Source text:
How does this compare to the Dline we already had before the draft? Did we need the defensive players we got, or did we need to focus more on the oline?

luv
05-13-2007, 01:08 AM
Wow.

How does this compare to the Dline we already had before the draft? Did we need the defensive players we got, or did we need to focus more on the oline?
That made zero sense. We'll blame it on lack of sleep. Comparing our oline to our dline is like comparing apples to oranges. Let's focus on the second part of that post.

Direckshun
05-13-2007, 01:16 AM
Wow.

How does this compare to the Dline we already had before the draft? Did we need the defensive players we got, or did we need to focus more on the oline?
The Dline we already had was decent, and wasn't deep. DT James Reed has actively complained (http://www.kansascity.com/160/story/103904.html) that starters on the DL had to play too many snaps and would get exhausted because there was nobody else on the bench that was any good.

You had DE Tamba Hali, DT Ron Edwards, DT James Reed, and DE Jared Allen, with only one decent backup in DE/DT Jimmy Wilkerson -- who shouldn't even have played at DT, and will just be a DE this year.

Description of the task: Pick up the forum thread about the defensive line after its final sentence and carry the discussion forward. The thread above has nothing to do with the records.

Provided data:

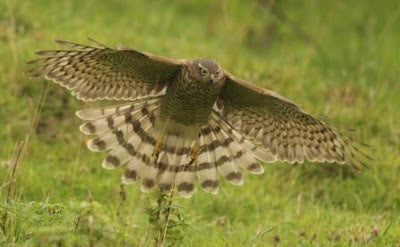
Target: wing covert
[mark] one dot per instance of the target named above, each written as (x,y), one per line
(95,73)
(282,128)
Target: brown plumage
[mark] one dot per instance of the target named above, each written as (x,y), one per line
(187,119)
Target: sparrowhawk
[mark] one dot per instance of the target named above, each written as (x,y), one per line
(186,120)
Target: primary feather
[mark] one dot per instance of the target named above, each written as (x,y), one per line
(187,120)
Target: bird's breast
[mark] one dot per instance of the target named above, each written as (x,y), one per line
(188,105)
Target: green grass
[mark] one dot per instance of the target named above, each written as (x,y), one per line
(339,59)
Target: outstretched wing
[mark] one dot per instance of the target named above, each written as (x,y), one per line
(280,126)
(94,73)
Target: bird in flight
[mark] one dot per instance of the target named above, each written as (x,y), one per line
(186,120)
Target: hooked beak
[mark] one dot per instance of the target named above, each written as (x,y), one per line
(212,77)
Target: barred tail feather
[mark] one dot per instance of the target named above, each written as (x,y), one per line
(205,166)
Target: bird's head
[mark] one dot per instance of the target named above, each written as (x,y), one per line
(206,70)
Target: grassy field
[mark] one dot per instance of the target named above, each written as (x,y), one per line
(337,59)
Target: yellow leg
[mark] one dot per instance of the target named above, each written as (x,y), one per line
(157,148)
(195,151)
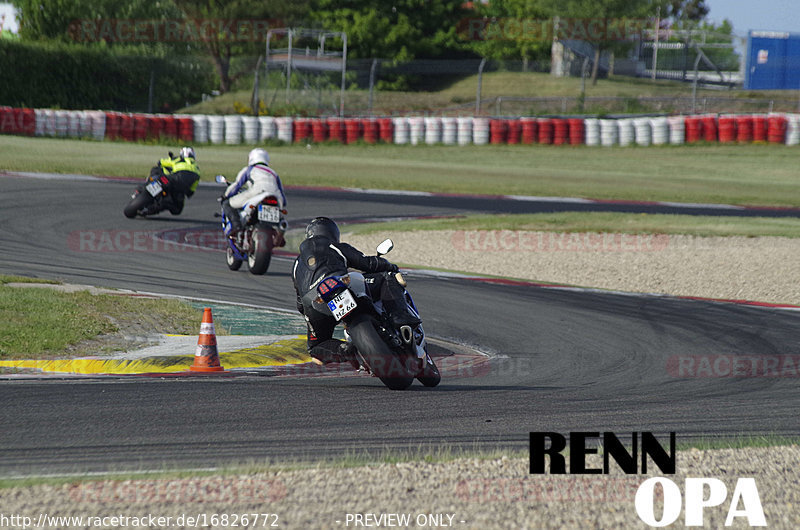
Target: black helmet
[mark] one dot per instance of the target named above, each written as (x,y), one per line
(324,227)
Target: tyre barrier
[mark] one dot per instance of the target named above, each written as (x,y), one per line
(284,126)
(216,129)
(660,131)
(609,133)
(530,130)
(775,128)
(793,129)
(627,133)
(560,131)
(513,132)
(759,129)
(233,129)
(545,131)
(449,131)
(250,129)
(433,130)
(200,128)
(643,133)
(416,130)
(677,130)
(480,131)
(592,126)
(401,130)
(464,131)
(267,130)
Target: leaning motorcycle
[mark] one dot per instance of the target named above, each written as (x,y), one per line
(397,354)
(263,228)
(150,197)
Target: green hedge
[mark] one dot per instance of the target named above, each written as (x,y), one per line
(77,77)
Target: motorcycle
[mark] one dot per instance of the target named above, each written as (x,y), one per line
(263,228)
(397,354)
(151,197)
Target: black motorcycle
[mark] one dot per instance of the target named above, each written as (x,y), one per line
(153,196)
(396,353)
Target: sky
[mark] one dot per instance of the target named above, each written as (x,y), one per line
(767,15)
(746,15)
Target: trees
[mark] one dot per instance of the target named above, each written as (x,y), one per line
(237,27)
(601,10)
(398,31)
(509,30)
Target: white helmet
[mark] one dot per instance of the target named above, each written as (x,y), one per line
(187,152)
(258,156)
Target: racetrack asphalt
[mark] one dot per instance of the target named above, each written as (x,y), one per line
(561,360)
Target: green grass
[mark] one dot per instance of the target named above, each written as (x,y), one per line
(41,322)
(601,222)
(4,278)
(751,174)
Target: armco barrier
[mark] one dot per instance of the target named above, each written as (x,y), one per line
(463,130)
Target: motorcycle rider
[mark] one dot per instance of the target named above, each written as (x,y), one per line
(184,175)
(253,179)
(323,255)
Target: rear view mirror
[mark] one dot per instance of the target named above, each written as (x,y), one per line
(385,247)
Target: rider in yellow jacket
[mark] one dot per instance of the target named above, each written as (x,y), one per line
(184,175)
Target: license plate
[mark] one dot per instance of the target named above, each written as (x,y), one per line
(269,214)
(154,188)
(342,304)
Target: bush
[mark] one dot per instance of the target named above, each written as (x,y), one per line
(71,76)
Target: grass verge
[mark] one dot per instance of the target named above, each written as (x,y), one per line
(41,323)
(733,174)
(602,222)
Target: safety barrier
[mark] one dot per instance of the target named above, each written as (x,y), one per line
(415,130)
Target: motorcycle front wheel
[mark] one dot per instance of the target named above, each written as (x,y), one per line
(430,375)
(382,361)
(261,250)
(137,203)
(232,261)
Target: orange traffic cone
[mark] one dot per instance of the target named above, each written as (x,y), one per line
(206,358)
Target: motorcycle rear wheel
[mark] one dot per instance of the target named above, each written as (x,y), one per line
(430,375)
(382,360)
(261,252)
(137,203)
(230,258)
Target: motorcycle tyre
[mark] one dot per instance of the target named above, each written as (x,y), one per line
(430,375)
(230,259)
(261,252)
(137,203)
(377,354)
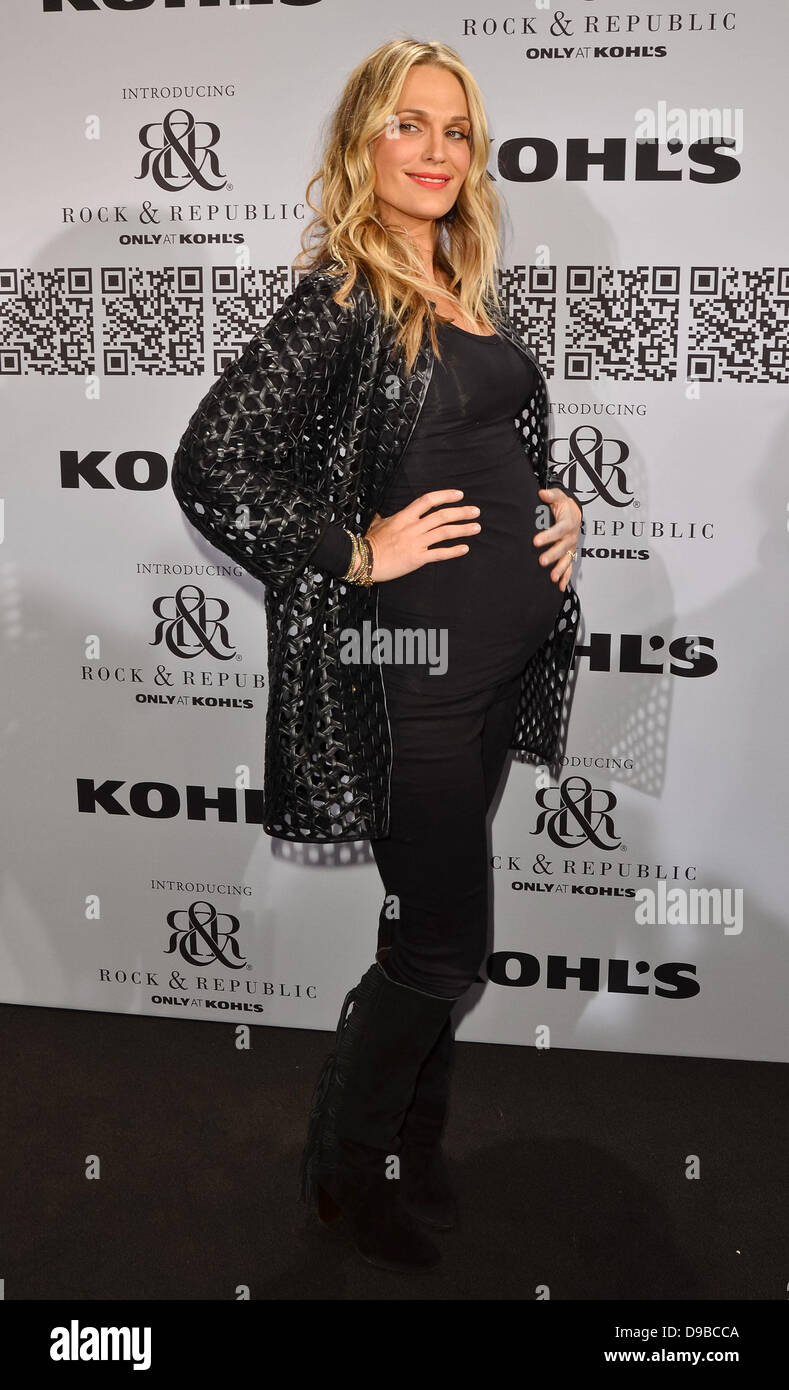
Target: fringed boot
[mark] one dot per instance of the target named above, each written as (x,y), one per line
(424,1180)
(350,1165)
(425,1187)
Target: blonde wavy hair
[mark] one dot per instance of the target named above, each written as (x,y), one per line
(346,228)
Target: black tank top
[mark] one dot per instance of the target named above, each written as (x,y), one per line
(497,602)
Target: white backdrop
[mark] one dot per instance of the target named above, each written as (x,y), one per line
(156,163)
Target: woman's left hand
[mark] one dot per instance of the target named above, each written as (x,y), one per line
(563,534)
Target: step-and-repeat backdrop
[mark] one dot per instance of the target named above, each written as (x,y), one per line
(156,163)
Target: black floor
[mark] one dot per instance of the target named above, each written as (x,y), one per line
(570,1166)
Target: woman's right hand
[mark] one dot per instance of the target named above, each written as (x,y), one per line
(400,542)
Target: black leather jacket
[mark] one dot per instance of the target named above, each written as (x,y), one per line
(300,431)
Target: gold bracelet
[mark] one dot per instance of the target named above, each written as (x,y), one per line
(364,574)
(354,553)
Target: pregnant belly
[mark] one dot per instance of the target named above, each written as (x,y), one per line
(496,603)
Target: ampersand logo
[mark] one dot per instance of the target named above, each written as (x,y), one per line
(199,940)
(577,813)
(192,624)
(175,157)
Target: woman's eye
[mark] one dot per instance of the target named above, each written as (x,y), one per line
(410,125)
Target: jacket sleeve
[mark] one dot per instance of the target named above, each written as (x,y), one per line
(234,473)
(553,483)
(334,549)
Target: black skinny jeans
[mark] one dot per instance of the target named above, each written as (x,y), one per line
(449,752)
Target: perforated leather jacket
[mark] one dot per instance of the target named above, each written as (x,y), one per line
(300,431)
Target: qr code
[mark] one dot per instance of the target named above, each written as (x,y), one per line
(739,324)
(623,323)
(528,295)
(152,321)
(243,303)
(46,321)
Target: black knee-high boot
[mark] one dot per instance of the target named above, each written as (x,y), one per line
(424,1180)
(350,1159)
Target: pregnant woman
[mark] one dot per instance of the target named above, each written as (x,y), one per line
(384,438)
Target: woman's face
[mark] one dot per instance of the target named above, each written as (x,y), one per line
(429,135)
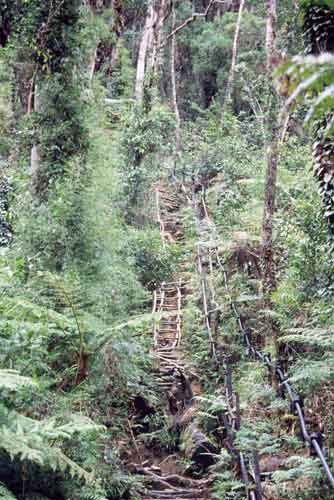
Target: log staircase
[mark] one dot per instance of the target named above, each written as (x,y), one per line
(167,303)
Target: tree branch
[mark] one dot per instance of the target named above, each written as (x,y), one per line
(191,19)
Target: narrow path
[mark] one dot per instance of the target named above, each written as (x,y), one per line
(166,481)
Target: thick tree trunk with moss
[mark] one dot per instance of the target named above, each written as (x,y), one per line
(146,40)
(174,91)
(268,261)
(319,38)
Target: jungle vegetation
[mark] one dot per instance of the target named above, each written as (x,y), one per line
(230,102)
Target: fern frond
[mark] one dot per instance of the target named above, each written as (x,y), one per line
(5,494)
(10,379)
(39,442)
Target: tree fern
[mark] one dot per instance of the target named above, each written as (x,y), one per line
(10,379)
(40,442)
(5,494)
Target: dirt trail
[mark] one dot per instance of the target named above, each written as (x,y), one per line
(166,480)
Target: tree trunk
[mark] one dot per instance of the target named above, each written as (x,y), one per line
(143,50)
(230,80)
(268,263)
(271,34)
(34,157)
(174,91)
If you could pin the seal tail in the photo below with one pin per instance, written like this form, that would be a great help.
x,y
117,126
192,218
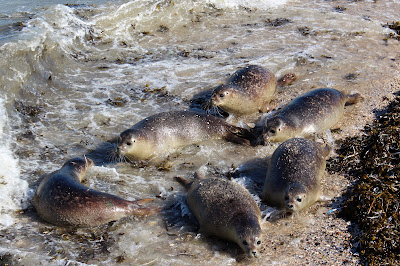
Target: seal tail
x,y
287,79
239,135
136,209
353,98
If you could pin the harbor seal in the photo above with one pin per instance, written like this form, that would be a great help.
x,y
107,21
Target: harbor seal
x,y
225,209
62,200
294,174
249,90
160,133
313,112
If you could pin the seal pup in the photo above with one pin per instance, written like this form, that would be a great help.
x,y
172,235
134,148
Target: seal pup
x,y
225,209
249,90
160,133
313,112
62,200
295,169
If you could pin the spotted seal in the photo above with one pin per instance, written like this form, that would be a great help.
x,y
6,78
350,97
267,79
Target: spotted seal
x,y
225,209
249,90
313,112
62,200
294,174
163,132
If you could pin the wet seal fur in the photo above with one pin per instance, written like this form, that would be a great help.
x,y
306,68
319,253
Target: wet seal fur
x,y
295,169
225,209
313,112
158,134
62,200
249,90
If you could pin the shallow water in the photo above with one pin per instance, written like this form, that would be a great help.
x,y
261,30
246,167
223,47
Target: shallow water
x,y
74,77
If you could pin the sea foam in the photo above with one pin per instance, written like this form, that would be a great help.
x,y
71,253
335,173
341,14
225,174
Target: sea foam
x,y
13,190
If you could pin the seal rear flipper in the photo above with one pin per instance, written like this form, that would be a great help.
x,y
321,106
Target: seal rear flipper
x,y
353,98
287,79
136,209
183,181
239,135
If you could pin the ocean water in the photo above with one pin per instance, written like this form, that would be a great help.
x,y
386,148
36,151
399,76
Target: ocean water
x,y
74,74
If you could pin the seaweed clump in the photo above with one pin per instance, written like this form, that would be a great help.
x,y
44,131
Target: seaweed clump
x,y
374,199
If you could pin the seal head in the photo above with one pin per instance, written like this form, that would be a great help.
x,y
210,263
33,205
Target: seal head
x,y
248,91
162,133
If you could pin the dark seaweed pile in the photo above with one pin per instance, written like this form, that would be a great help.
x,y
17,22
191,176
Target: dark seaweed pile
x,y
373,203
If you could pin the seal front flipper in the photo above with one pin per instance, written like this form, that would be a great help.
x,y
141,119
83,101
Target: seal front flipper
x,y
136,209
353,98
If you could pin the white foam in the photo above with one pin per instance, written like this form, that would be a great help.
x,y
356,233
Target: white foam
x,y
13,190
260,4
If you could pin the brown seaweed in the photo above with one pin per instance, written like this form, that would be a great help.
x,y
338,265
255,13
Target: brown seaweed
x,y
373,161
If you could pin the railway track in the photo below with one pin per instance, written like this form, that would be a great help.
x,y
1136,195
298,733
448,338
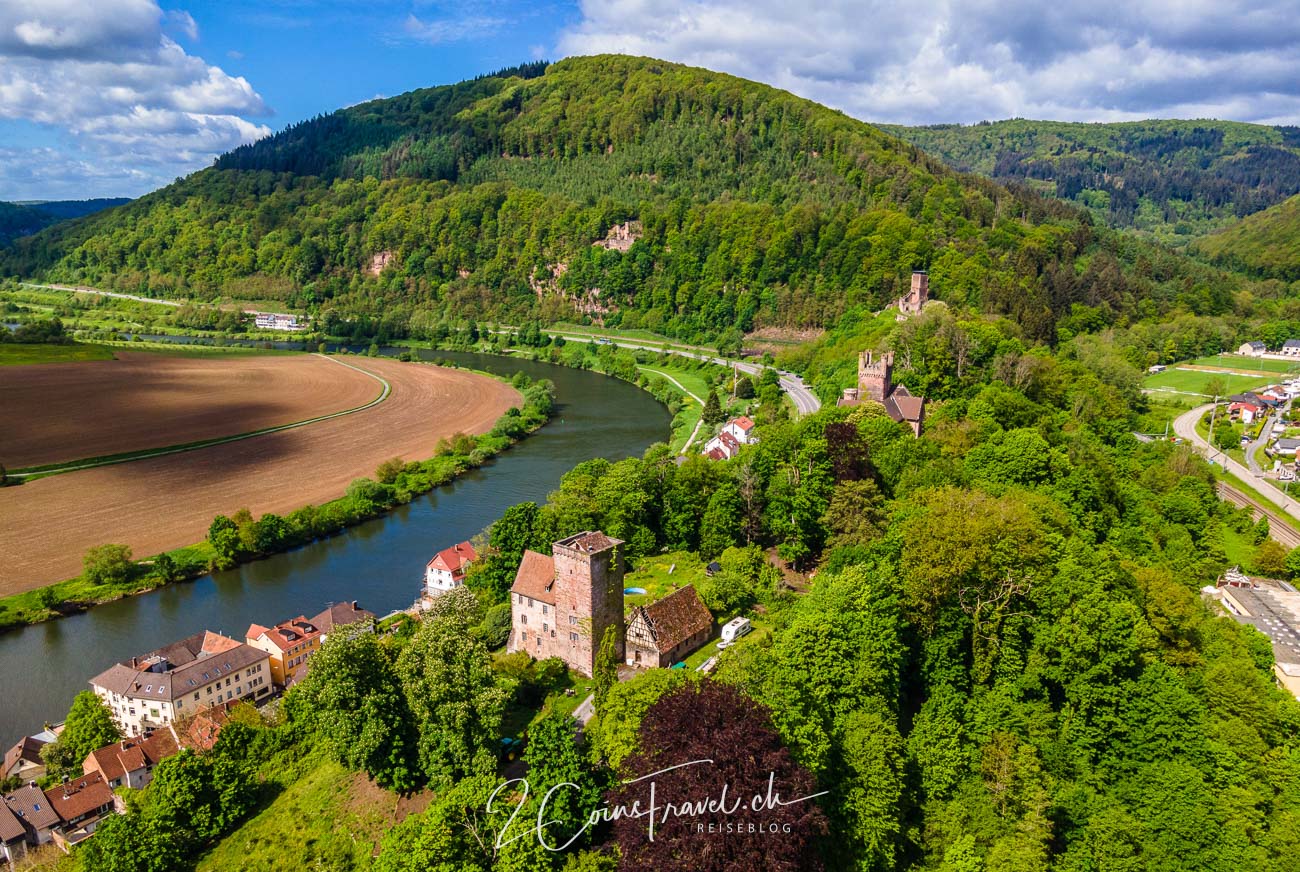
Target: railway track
x,y
1279,529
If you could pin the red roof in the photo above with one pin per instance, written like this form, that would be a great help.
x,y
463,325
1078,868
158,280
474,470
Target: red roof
x,y
455,558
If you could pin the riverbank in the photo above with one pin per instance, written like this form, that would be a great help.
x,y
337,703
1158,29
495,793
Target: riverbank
x,y
365,499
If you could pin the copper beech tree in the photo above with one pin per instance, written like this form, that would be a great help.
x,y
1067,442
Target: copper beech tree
x,y
729,759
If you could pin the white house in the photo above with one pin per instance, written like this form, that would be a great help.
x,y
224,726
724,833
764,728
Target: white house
x,y
447,569
181,679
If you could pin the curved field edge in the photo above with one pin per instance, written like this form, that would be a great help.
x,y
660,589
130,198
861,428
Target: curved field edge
x,y
31,473
195,560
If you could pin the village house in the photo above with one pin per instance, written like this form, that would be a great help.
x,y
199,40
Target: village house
x,y
914,300
562,604
13,837
664,632
291,642
875,384
24,759
447,569
177,680
130,762
79,805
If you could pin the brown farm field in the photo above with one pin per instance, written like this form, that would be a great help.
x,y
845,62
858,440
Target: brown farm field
x,y
60,412
168,502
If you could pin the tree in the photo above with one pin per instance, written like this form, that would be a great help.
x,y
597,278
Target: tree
x,y
718,723
355,703
90,725
713,412
605,671
108,564
454,694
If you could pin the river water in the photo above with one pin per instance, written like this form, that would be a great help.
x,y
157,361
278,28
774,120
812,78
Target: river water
x,y
378,563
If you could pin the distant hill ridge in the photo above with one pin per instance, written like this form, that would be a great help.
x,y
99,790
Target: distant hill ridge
x,y
739,205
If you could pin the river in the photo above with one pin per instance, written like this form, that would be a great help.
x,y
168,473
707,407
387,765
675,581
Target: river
x,y
378,563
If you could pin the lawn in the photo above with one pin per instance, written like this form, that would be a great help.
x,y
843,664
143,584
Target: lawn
x,y
1194,381
13,354
1247,364
325,819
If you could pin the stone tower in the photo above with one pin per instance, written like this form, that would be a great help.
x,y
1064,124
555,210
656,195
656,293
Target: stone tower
x,y
875,376
588,595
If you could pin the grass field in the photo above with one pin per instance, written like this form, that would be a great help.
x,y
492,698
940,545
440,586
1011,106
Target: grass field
x,y
1243,364
13,354
1194,381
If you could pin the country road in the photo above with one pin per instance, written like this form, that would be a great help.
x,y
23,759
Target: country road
x,y
1184,425
805,400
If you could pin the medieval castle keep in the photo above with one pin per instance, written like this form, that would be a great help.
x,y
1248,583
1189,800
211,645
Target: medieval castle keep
x,y
562,604
875,384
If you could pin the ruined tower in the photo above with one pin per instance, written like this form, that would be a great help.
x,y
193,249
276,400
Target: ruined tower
x,y
588,595
875,376
914,300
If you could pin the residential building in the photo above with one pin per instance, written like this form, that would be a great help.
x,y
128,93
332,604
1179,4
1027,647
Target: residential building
x,y
287,645
24,759
664,632
181,679
562,604
914,300
79,805
875,384
447,569
130,762
34,812
13,837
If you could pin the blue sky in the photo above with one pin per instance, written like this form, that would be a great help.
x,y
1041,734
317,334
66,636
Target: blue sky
x,y
116,98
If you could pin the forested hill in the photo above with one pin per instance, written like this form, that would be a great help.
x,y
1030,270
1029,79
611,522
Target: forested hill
x,y
1266,243
731,205
1174,179
24,218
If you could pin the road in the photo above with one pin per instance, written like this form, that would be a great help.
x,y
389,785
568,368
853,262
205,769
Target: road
x,y
805,400
1184,425
91,290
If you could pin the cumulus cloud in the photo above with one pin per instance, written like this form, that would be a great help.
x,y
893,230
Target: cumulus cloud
x,y
128,95
937,60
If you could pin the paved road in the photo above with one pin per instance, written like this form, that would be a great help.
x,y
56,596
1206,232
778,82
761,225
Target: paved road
x,y
805,400
91,290
1184,425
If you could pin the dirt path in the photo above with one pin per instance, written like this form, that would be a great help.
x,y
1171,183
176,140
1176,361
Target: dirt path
x,y
161,503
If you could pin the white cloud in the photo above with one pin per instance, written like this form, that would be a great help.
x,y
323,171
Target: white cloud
x,y
138,109
941,60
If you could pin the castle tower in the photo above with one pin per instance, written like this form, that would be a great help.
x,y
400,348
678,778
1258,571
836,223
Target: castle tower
x,y
588,595
875,376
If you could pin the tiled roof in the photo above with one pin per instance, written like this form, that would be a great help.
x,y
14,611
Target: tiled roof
x,y
130,755
536,577
76,798
455,558
676,617
182,667
31,807
26,749
342,615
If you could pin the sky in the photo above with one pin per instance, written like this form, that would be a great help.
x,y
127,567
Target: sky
x,y
117,98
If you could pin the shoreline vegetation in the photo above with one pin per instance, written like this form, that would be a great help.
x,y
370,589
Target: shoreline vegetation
x,y
112,573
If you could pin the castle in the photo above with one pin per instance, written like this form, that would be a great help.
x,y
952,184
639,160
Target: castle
x,y
562,604
914,300
875,384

Solved problem:
Hali and Allen got the job done, but again, had no help. Edwards and Reed are decent; they played for Herm Edwards on the Jets, and when Herm arrived in KC he realized our DTs didn't cut it and signed those two guys off the streets.

This year will be a massive improvement, both in quality and in depth.

Herm has said that he wants a rotation of 4 DTs, and 3 DEs, so that whoever's on the field is fresh and can give 100%.

We kept Edwards and Reed, and Reed should have a good shot at starting. We picked up Alphonso Boone from the Bears, a space-eating run-stuffer who was a large part of the Bears' DL's success. (That the Bears' defense is incredible needs no explanation.)

We also drafted a couple guys for the DL, as you know. Turk McBride, our second rounder, will fill in for Allen for those first four games at DE, and will spend the rest of the year at both DE and DT. He's versatile, a James Reed-esque motorhead who is tenacious and never, ever stops. And Tank Tyler's a huge bastard who is easily the strongest DT on our squad -- perhaps the strongest guy on the team. He was a steal in the 3rd and should contest for a starting position right away.

So, in quality and in depth, our DL should be much better this year.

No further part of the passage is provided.